## start

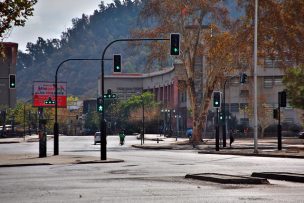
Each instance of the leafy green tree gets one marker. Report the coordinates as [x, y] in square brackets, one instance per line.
[294, 82]
[14, 13]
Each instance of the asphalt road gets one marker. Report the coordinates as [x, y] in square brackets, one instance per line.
[144, 176]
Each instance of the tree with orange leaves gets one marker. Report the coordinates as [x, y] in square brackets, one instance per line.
[189, 18]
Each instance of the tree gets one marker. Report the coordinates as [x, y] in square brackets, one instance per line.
[280, 38]
[294, 82]
[188, 19]
[14, 13]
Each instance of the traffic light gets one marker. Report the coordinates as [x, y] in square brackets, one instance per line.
[109, 95]
[221, 116]
[275, 114]
[12, 81]
[174, 44]
[117, 63]
[99, 104]
[282, 99]
[216, 99]
[243, 77]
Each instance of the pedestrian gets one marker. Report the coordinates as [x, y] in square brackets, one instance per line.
[231, 137]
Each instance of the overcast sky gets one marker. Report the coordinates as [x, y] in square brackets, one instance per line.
[51, 18]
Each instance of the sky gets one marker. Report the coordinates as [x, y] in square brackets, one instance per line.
[50, 19]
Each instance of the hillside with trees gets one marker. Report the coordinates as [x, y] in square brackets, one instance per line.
[87, 38]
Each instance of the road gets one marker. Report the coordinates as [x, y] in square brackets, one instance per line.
[144, 176]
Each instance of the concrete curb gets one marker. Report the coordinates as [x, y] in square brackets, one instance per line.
[227, 179]
[33, 160]
[293, 177]
[260, 154]
[156, 147]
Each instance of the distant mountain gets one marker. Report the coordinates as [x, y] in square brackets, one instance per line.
[87, 38]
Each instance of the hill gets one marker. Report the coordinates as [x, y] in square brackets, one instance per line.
[87, 38]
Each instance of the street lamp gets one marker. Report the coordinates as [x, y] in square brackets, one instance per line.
[177, 116]
[142, 137]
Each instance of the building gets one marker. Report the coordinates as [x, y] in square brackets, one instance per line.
[238, 97]
[164, 85]
[7, 67]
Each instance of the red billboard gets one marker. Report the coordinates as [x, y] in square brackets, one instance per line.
[44, 94]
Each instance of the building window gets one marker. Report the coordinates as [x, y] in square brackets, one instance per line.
[269, 63]
[234, 107]
[244, 121]
[244, 93]
[278, 80]
[243, 106]
[268, 82]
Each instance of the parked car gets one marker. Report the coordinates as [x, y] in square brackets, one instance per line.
[301, 135]
[97, 137]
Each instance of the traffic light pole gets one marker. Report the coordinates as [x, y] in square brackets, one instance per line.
[103, 140]
[224, 126]
[217, 133]
[56, 125]
[279, 130]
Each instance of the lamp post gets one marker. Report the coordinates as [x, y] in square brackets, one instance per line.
[142, 137]
[255, 58]
[177, 116]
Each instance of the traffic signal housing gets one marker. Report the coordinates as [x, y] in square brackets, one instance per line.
[282, 99]
[12, 81]
[216, 99]
[276, 114]
[109, 95]
[174, 44]
[243, 77]
[99, 105]
[117, 63]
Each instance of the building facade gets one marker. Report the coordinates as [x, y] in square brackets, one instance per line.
[238, 97]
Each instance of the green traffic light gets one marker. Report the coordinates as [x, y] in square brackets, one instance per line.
[100, 108]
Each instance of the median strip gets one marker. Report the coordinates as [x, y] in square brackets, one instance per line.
[227, 179]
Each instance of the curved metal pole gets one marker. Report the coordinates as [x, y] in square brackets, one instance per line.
[56, 126]
[103, 140]
[224, 110]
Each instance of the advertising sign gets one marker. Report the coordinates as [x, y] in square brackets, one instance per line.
[44, 94]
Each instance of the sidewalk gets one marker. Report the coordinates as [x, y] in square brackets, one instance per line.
[267, 147]
[292, 148]
[15, 160]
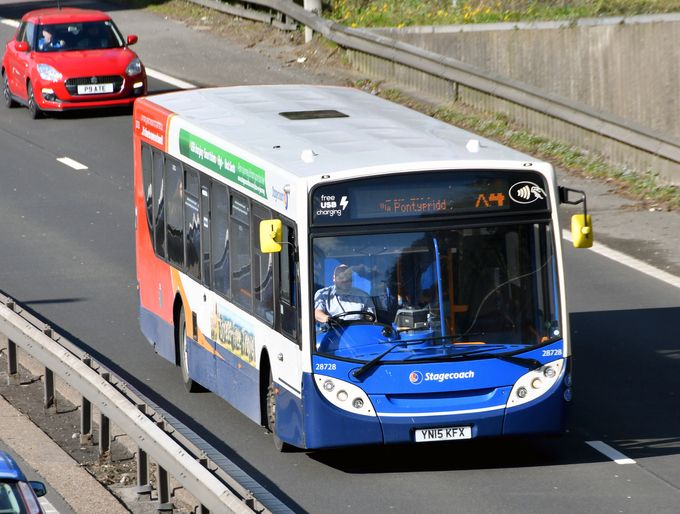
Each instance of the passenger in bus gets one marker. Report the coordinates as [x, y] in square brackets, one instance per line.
[341, 297]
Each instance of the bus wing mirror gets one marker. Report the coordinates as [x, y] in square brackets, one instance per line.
[581, 224]
[270, 236]
[582, 230]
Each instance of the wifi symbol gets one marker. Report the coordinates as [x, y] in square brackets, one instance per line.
[524, 192]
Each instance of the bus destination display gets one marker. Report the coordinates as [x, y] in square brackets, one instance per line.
[433, 194]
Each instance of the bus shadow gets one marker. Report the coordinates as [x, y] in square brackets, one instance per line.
[626, 388]
[627, 379]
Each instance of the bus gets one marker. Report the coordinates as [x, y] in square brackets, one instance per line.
[249, 199]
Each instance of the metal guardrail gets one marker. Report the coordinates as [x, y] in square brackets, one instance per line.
[658, 151]
[210, 477]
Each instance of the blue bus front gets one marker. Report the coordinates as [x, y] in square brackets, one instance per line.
[449, 327]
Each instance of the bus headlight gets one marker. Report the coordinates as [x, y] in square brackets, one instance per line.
[359, 403]
[535, 383]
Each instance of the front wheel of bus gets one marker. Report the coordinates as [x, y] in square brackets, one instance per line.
[271, 416]
[189, 384]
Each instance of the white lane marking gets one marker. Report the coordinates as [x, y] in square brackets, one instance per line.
[71, 163]
[169, 80]
[631, 262]
[610, 452]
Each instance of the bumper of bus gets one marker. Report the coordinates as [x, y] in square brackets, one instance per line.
[328, 426]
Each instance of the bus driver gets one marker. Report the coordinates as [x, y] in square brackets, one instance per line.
[341, 297]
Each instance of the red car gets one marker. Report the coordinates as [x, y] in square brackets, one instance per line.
[69, 58]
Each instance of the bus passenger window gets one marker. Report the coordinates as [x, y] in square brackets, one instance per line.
[147, 169]
[219, 230]
[159, 204]
[263, 270]
[192, 224]
[288, 284]
[174, 222]
[241, 259]
[205, 232]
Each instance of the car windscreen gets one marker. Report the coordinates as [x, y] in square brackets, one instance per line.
[89, 35]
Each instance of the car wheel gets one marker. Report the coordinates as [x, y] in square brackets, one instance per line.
[33, 108]
[271, 416]
[6, 93]
[189, 384]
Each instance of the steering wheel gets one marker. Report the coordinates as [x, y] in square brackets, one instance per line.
[365, 316]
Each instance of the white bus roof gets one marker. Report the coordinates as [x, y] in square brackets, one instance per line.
[330, 129]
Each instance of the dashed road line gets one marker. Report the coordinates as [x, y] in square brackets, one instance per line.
[631, 262]
[610, 452]
[169, 80]
[71, 163]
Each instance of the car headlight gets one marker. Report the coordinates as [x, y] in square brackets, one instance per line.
[134, 68]
[47, 72]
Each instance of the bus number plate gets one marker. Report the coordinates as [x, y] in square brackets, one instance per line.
[424, 435]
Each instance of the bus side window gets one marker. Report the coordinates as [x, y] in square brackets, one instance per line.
[192, 223]
[288, 283]
[159, 204]
[147, 171]
[174, 219]
[206, 266]
[219, 236]
[239, 228]
[263, 270]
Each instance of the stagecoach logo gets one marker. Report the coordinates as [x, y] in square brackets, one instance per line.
[416, 377]
[526, 192]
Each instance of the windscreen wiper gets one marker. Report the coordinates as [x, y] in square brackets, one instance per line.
[372, 363]
[511, 357]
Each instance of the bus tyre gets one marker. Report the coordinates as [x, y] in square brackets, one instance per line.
[189, 384]
[6, 93]
[32, 105]
[271, 416]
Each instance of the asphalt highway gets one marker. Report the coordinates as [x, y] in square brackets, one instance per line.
[67, 252]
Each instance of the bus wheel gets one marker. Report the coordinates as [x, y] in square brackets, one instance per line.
[33, 108]
[271, 416]
[189, 384]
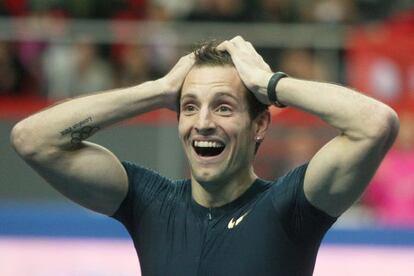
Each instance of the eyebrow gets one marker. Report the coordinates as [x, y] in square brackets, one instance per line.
[217, 95]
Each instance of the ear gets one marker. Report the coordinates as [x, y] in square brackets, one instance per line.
[262, 122]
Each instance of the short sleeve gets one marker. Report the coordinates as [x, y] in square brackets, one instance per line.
[300, 219]
[143, 187]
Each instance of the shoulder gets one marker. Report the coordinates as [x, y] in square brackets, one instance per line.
[147, 183]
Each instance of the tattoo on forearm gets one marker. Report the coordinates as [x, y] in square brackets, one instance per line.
[82, 134]
[80, 131]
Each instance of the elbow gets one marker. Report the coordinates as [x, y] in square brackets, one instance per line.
[385, 126]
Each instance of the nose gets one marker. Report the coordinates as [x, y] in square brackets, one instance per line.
[205, 123]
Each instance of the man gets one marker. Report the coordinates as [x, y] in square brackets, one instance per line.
[224, 220]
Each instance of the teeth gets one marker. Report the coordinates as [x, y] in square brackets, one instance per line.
[208, 144]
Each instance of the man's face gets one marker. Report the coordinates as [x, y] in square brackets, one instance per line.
[215, 128]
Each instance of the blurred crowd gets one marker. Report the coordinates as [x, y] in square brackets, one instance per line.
[55, 69]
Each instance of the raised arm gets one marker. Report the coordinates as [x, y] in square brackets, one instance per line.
[52, 141]
[341, 170]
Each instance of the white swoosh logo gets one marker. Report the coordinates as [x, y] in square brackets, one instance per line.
[233, 223]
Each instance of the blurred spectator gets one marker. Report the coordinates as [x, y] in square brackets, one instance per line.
[219, 10]
[57, 59]
[132, 66]
[281, 11]
[13, 7]
[391, 193]
[302, 64]
[90, 71]
[328, 11]
[176, 9]
[13, 77]
[57, 69]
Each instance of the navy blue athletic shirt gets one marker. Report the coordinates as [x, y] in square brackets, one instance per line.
[271, 229]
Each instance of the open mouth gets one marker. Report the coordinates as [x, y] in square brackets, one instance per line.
[208, 148]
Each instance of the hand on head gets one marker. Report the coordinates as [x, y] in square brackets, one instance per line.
[253, 70]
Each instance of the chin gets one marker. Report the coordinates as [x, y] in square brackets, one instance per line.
[207, 177]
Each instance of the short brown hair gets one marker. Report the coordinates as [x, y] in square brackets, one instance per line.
[206, 54]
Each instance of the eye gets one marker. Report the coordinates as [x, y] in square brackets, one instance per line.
[224, 109]
[188, 108]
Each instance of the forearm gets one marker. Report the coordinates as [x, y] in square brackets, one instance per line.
[65, 125]
[353, 113]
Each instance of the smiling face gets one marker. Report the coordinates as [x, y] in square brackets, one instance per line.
[216, 130]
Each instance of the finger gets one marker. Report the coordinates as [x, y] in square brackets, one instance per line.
[226, 46]
[237, 39]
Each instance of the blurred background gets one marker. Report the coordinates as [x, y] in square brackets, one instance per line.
[54, 49]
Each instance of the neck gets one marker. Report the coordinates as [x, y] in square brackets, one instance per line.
[221, 192]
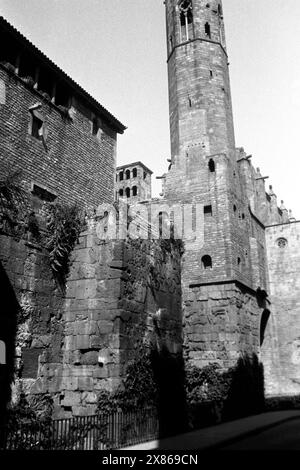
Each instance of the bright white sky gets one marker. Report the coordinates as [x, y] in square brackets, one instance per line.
[116, 49]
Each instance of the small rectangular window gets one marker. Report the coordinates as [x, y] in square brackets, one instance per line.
[37, 127]
[208, 210]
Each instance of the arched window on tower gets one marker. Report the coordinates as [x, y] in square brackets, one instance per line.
[206, 262]
[186, 20]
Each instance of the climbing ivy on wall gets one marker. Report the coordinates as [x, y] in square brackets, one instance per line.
[64, 224]
[14, 203]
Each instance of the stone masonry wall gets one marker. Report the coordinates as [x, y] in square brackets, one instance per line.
[281, 345]
[120, 294]
[75, 165]
[221, 323]
[32, 303]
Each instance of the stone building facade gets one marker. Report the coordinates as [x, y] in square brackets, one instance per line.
[62, 140]
[133, 182]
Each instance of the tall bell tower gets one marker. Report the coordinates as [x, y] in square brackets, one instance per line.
[199, 87]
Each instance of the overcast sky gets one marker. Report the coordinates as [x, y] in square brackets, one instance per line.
[116, 49]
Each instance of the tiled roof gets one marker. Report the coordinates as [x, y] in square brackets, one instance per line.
[114, 122]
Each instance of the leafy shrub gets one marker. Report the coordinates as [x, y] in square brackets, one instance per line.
[206, 384]
[14, 203]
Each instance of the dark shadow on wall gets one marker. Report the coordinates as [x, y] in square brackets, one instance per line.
[246, 391]
[8, 325]
[193, 398]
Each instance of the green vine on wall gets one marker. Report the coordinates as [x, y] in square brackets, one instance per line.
[14, 202]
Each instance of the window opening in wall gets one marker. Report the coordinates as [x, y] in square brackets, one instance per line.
[206, 262]
[95, 127]
[186, 19]
[208, 210]
[211, 166]
[207, 30]
[2, 352]
[62, 97]
[282, 242]
[263, 324]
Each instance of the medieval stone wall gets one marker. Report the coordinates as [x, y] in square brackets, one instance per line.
[31, 324]
[221, 324]
[120, 294]
[72, 163]
[281, 345]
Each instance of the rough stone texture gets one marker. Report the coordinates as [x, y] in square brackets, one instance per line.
[281, 346]
[37, 313]
[142, 182]
[74, 165]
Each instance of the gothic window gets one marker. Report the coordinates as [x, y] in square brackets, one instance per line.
[186, 19]
[207, 30]
[208, 211]
[206, 262]
[282, 242]
[211, 166]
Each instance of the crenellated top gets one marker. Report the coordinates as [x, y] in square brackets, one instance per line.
[190, 20]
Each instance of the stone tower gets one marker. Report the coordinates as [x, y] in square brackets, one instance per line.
[200, 100]
[222, 273]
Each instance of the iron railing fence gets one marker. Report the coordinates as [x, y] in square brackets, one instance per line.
[99, 432]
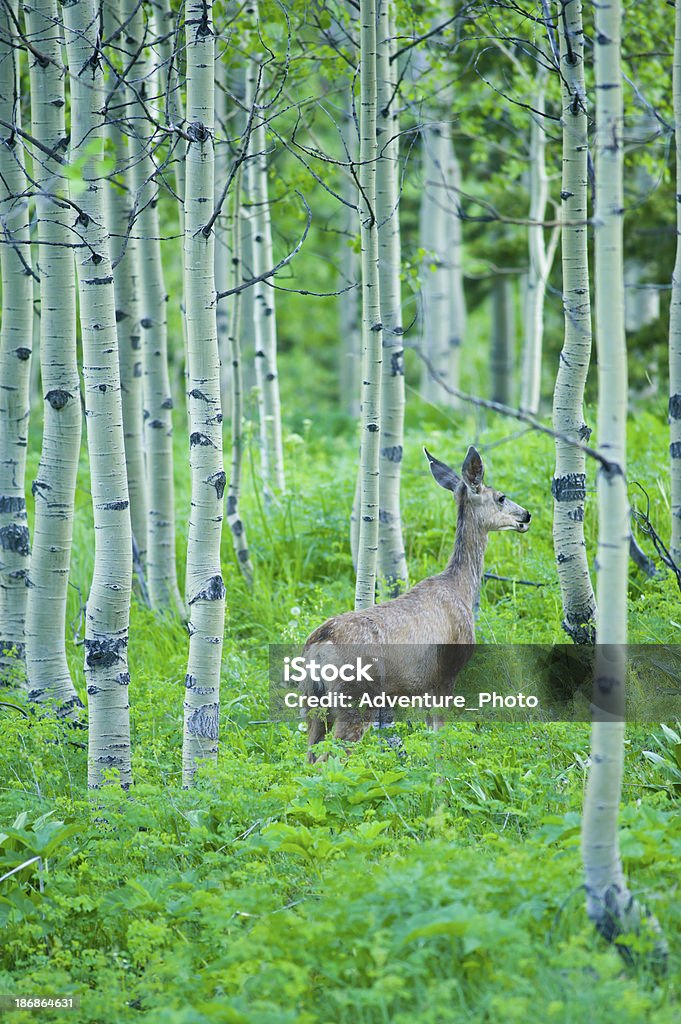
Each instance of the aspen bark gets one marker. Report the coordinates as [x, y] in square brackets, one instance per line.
[109, 601]
[120, 199]
[153, 299]
[264, 311]
[538, 271]
[609, 903]
[675, 316]
[205, 587]
[15, 341]
[349, 315]
[568, 484]
[391, 557]
[224, 265]
[235, 520]
[435, 336]
[370, 416]
[54, 486]
[503, 339]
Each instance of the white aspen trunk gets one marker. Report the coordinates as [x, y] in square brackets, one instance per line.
[457, 294]
[675, 317]
[205, 587]
[609, 903]
[503, 339]
[15, 340]
[120, 199]
[109, 602]
[224, 274]
[168, 46]
[370, 416]
[235, 520]
[435, 335]
[54, 486]
[153, 306]
[538, 270]
[568, 484]
[349, 315]
[264, 311]
[391, 558]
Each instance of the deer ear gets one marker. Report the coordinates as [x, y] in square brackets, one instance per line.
[443, 474]
[472, 470]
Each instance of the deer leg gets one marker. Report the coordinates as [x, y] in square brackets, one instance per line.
[350, 729]
[317, 727]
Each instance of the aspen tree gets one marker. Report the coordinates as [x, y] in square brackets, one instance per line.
[609, 902]
[391, 557]
[503, 339]
[120, 199]
[235, 520]
[15, 341]
[434, 240]
[109, 601]
[205, 587]
[349, 316]
[264, 312]
[153, 299]
[223, 258]
[54, 486]
[540, 255]
[370, 416]
[675, 315]
[568, 484]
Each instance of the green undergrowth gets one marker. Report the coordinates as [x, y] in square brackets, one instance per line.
[436, 883]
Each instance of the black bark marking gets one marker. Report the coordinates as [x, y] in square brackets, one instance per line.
[115, 506]
[14, 538]
[103, 653]
[213, 591]
[37, 488]
[199, 438]
[570, 487]
[204, 721]
[397, 364]
[57, 398]
[675, 407]
[8, 504]
[218, 480]
[198, 132]
[393, 454]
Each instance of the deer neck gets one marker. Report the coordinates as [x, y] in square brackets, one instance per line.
[466, 564]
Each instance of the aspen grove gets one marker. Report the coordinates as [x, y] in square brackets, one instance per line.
[255, 259]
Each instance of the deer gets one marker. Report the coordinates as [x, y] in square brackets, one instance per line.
[435, 617]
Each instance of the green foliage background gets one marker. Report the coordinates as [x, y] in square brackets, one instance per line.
[441, 885]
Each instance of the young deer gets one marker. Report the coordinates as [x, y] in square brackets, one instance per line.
[433, 614]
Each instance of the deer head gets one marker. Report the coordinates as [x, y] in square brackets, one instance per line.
[491, 508]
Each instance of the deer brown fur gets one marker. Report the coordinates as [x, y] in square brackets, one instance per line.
[433, 614]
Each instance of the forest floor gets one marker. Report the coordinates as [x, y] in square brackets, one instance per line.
[440, 883]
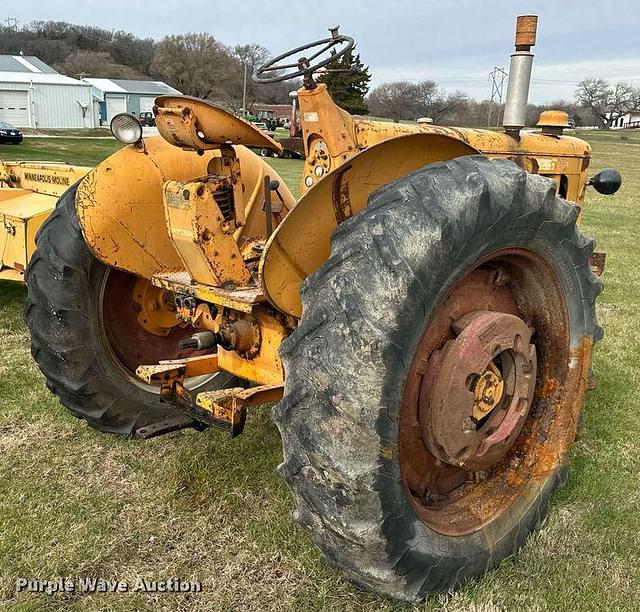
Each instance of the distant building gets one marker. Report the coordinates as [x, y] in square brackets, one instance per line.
[277, 111]
[33, 94]
[630, 120]
[113, 96]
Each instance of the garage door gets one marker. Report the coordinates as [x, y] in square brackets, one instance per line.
[14, 107]
[115, 105]
[146, 104]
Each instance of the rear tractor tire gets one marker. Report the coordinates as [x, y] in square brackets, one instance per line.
[87, 338]
[437, 375]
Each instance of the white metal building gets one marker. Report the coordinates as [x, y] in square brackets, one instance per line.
[33, 94]
[630, 120]
[113, 96]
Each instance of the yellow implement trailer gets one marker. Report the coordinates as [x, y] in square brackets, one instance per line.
[424, 315]
[28, 194]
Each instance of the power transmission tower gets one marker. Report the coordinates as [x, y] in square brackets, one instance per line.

## end

*WHAT TO DO:*
Repeat the lines from the line containing "Each instance of the green foliage" through the end of the material above exactly, with no pictures and nothing else.

*FULL SOLUTION:*
Each instance of the green foliage background gets one marker. Report the coordinates as [x, y] in square brackets, one instance per line.
[441, 885]
Each instance of the young deer gets one marker. Report the coordinates as [x, y] in square brackets, one instance per line.
[433, 614]
Each instance of the deer head gets one marker. Report the coordinates as [x, y] in square brackets, one instance per line.
[491, 508]
Each instance of the deer brown fur gets one marker. Report the coordinates as [x, y] in square brackets, one instance per line.
[433, 614]
Each instance of the forest floor gets one marker. Report the coordinates as [x, y] in square brackets, one instance per line.
[440, 883]
Each instance of the distant building gets one marker. Report the coordinates as [x, y] in square brackets, one instance per line.
[277, 111]
[33, 94]
[630, 120]
[113, 96]
Each instance of the garage door gets one marker. Report the coordinates as [x, y] in square brackets, one instance per line.
[14, 107]
[115, 105]
[146, 104]
Each instance of the rear tractor tire gets one marker. Report the coordinates as [x, y] in square brackets, one instance per line.
[87, 338]
[437, 375]
Each instance of the white metal building gets one marker. Report the coordinates as [x, y] in square brackets, one instance per line.
[33, 94]
[630, 120]
[113, 96]
Each instance of the yellow implement trailer gets one marker. Report the coordinates as [x, y] in square brackets, one instance per line.
[424, 315]
[28, 194]
Each instance of the power transmission tower gets one marker. Report the coordinates as [x, y] in square brackets, one instance per line.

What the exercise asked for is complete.